__Task prompt__: Tally how many lines of these entries hold the string "metal". Return the number alone.

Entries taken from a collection
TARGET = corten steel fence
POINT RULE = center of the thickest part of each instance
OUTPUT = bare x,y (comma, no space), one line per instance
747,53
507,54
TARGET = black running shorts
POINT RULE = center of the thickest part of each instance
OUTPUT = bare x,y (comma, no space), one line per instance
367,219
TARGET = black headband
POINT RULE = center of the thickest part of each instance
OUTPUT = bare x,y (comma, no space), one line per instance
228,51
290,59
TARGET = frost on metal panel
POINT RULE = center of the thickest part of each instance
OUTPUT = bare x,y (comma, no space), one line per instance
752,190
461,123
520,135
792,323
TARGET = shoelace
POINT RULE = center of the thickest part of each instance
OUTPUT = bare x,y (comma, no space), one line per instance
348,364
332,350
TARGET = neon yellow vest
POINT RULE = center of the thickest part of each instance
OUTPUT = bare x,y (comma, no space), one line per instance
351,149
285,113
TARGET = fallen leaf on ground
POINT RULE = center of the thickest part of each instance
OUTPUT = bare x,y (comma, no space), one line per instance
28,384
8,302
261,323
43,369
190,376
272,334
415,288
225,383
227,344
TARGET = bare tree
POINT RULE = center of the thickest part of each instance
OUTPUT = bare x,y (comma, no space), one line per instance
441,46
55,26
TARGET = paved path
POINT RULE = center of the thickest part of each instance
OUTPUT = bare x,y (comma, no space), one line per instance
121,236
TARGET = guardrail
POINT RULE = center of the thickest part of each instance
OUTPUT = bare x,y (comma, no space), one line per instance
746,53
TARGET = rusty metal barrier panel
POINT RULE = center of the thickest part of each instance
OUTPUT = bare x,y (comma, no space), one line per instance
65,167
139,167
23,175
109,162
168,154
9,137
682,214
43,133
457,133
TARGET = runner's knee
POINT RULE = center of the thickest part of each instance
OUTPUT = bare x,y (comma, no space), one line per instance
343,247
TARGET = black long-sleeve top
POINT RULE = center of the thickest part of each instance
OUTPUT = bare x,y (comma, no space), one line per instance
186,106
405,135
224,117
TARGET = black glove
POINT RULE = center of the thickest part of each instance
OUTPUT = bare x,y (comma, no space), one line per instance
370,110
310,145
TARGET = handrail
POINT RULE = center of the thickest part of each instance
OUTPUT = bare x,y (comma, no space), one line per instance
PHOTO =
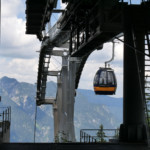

__Completed exercise__: 2